• Recorded data

◆ ◆ ◆ ◆ ◆

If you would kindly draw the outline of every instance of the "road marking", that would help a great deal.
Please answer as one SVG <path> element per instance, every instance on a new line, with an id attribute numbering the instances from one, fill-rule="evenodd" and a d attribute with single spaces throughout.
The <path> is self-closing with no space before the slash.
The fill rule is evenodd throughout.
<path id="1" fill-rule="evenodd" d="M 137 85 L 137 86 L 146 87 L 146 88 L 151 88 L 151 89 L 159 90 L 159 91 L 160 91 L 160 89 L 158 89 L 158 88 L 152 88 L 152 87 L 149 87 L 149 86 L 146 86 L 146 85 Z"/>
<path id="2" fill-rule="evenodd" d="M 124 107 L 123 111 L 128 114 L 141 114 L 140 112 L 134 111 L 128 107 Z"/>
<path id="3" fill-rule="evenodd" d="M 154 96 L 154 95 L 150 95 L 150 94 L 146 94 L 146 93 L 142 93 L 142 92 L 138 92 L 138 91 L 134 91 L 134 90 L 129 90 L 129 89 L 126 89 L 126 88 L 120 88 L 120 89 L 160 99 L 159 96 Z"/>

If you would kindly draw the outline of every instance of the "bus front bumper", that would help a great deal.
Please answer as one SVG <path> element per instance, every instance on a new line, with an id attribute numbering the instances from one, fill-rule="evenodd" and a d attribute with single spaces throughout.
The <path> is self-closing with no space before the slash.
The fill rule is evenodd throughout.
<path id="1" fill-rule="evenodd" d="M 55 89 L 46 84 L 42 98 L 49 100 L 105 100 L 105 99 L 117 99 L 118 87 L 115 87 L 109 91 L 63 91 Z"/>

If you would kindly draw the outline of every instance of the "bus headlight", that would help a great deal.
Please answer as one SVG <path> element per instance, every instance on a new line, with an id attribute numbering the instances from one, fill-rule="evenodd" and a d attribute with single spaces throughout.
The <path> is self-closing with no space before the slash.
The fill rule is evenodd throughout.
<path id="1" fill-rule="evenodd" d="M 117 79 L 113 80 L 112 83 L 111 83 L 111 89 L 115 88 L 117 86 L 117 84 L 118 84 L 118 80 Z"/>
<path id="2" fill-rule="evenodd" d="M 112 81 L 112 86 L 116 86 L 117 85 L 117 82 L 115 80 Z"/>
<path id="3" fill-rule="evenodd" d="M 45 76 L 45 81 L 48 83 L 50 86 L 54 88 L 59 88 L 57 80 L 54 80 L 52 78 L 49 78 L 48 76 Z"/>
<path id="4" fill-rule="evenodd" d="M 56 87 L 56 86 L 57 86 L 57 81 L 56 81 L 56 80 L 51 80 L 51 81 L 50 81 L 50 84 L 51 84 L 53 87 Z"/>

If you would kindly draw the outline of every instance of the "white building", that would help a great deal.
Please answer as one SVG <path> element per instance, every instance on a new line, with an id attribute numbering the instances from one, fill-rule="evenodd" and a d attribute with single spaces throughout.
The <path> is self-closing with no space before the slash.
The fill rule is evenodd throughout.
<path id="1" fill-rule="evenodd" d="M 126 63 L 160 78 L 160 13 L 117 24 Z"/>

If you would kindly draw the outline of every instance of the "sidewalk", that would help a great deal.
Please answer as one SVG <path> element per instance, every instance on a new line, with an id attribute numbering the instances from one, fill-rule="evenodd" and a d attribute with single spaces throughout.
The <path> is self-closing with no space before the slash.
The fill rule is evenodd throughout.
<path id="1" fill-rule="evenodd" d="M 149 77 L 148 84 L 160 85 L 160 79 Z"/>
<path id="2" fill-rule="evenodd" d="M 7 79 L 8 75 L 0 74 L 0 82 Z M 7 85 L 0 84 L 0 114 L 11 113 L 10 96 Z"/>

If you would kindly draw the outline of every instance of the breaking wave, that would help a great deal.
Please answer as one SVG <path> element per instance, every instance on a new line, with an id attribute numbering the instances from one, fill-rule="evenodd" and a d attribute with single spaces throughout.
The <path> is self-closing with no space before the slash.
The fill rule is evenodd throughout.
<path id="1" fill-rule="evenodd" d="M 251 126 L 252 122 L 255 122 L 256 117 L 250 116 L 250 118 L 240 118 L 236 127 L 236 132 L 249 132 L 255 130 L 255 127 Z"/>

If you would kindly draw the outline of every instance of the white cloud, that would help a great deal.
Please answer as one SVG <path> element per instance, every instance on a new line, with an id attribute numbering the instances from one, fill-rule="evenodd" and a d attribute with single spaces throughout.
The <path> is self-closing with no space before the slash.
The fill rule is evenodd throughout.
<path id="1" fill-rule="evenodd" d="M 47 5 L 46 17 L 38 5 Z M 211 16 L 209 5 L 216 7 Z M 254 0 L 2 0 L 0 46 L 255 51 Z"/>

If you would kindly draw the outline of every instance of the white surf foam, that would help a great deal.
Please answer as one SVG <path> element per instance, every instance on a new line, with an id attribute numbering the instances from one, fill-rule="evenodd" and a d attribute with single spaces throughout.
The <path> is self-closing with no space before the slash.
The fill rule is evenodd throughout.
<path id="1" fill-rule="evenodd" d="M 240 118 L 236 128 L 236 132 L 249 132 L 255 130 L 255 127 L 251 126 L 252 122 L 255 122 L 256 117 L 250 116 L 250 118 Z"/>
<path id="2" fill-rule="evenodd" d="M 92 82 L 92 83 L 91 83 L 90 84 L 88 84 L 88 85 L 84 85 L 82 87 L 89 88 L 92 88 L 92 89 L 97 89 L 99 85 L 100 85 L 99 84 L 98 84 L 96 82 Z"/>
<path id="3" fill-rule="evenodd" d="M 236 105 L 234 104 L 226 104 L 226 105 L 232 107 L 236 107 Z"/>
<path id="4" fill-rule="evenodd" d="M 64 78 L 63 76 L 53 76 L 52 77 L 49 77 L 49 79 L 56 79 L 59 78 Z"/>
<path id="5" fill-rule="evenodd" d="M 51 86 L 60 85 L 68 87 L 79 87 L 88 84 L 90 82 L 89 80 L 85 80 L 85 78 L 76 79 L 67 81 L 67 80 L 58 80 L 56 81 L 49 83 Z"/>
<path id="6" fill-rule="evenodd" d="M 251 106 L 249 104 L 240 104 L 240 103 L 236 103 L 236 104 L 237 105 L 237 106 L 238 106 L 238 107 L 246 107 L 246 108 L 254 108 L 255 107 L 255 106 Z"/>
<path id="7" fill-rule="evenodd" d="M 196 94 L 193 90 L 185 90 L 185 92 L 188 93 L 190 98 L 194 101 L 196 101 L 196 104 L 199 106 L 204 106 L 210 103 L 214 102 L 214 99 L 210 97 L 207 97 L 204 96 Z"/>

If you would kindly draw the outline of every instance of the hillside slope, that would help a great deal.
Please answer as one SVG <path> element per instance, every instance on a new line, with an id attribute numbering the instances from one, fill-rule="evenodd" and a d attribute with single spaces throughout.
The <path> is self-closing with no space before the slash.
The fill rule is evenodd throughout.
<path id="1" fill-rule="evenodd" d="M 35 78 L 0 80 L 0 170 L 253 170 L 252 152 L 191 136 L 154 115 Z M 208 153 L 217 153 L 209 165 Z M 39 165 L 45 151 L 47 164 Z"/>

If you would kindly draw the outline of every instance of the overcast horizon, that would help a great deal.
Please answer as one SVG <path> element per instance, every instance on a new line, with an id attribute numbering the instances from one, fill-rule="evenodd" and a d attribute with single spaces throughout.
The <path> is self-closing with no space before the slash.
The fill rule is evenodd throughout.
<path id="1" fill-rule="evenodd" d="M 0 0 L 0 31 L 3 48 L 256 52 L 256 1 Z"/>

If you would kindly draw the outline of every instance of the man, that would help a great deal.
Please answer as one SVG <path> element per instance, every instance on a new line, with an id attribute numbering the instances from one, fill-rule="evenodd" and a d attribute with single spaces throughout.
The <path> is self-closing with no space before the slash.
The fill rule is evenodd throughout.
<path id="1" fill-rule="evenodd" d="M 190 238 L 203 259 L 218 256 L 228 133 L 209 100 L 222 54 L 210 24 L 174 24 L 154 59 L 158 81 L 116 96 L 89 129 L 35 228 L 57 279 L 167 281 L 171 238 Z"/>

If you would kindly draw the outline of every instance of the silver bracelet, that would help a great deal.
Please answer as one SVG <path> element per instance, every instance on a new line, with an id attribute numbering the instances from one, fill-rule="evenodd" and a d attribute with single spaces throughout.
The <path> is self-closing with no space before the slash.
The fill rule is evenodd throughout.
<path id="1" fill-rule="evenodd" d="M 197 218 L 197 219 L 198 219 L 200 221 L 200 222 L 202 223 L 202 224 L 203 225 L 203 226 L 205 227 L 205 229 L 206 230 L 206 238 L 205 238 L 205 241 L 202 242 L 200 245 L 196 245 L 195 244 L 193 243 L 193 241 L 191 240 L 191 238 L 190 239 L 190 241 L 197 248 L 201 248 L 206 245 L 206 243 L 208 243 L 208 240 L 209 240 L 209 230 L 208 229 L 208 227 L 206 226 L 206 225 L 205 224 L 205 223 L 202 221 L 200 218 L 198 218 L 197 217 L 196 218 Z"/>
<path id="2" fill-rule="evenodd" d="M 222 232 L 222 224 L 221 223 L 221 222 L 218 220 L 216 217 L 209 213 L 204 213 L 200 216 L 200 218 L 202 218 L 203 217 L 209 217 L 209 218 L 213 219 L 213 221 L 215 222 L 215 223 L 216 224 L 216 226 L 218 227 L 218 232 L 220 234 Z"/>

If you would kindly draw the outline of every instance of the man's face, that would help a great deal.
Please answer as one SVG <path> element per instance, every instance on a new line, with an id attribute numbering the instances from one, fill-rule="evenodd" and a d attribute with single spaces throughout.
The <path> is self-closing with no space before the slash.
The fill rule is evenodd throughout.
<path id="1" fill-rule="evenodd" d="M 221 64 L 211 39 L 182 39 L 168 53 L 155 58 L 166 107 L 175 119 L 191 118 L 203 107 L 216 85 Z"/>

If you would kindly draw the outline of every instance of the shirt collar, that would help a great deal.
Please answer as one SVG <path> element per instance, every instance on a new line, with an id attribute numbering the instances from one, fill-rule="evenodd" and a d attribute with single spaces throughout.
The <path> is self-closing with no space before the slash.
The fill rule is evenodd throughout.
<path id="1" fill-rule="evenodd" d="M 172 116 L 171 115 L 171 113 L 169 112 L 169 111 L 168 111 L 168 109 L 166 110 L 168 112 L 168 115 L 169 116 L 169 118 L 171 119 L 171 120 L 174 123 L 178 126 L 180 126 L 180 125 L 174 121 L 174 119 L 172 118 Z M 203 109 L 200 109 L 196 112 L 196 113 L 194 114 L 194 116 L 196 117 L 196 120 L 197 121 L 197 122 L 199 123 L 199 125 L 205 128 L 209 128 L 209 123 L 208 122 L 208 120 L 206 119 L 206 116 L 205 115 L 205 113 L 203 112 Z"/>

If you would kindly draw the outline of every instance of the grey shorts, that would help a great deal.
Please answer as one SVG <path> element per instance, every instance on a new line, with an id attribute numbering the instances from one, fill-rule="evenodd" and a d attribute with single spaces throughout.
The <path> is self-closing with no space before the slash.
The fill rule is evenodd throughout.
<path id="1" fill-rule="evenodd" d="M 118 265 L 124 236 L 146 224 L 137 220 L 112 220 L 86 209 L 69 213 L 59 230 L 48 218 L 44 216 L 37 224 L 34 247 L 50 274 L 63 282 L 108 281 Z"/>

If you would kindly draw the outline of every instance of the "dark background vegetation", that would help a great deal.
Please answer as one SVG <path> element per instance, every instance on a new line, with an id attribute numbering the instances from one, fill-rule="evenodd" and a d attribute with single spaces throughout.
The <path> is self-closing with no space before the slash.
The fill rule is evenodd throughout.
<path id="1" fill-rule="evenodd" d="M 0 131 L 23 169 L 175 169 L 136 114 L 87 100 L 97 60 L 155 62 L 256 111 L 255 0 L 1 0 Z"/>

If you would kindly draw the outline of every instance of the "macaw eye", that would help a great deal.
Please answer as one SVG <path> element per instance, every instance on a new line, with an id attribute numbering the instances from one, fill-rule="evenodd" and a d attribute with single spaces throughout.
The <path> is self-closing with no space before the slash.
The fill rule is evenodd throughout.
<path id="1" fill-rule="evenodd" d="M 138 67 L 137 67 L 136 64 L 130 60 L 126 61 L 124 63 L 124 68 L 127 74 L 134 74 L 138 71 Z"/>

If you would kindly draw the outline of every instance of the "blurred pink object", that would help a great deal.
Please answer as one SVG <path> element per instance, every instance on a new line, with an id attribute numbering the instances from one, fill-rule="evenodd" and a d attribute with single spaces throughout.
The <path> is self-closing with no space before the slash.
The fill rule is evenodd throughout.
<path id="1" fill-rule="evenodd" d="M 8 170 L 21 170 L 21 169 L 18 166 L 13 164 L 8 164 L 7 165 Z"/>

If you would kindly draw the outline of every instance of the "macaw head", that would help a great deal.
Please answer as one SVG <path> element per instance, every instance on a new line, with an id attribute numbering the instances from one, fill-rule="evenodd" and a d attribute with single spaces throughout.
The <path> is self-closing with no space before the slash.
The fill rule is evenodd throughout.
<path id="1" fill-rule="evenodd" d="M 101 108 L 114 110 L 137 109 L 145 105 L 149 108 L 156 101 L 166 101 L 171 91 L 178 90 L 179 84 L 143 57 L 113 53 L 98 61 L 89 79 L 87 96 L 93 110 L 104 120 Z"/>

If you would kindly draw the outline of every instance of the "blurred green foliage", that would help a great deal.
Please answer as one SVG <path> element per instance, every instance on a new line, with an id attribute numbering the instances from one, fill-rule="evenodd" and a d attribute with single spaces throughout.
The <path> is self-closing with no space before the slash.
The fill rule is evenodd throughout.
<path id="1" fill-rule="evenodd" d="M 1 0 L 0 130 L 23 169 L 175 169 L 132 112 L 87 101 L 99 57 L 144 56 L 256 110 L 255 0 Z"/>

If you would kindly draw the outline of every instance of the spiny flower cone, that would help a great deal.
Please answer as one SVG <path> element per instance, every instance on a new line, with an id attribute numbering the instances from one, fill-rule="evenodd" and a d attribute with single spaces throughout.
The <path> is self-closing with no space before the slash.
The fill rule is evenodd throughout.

◆ ◆ ◆ ◆ ◆

• Written task
Quote everything from the beginning of the material above down to and including the line that contains "154 96 L 154", reproducing each line character for character.

• Exercise answer
If you would kindly draw the outline of every instance of the "road marking", that would help a great deal.
Please answer as one SVG <path> element per instance, every instance on a new line, with an id attribute numbering the instances from one, fill-rule="evenodd" and a d attribute with single spaces throughout.
The <path> is self-closing with no space before the slash.
The fill rule is evenodd throughout.
<path id="1" fill-rule="evenodd" d="M 137 85 L 137 86 L 146 87 L 146 88 L 151 88 L 151 89 L 159 90 L 159 91 L 160 91 L 160 89 L 158 89 L 158 88 L 152 88 L 152 87 L 149 87 L 149 86 L 146 86 L 146 85 Z"/>
<path id="2" fill-rule="evenodd" d="M 124 107 L 123 111 L 128 114 L 141 114 L 140 112 L 134 111 L 128 107 Z"/>
<path id="3" fill-rule="evenodd" d="M 154 96 L 154 95 L 150 95 L 150 94 L 146 94 L 146 93 L 142 93 L 142 92 L 138 92 L 138 91 L 134 91 L 134 90 L 129 90 L 129 89 L 126 89 L 126 88 L 120 88 L 120 89 L 160 99 L 159 96 Z"/>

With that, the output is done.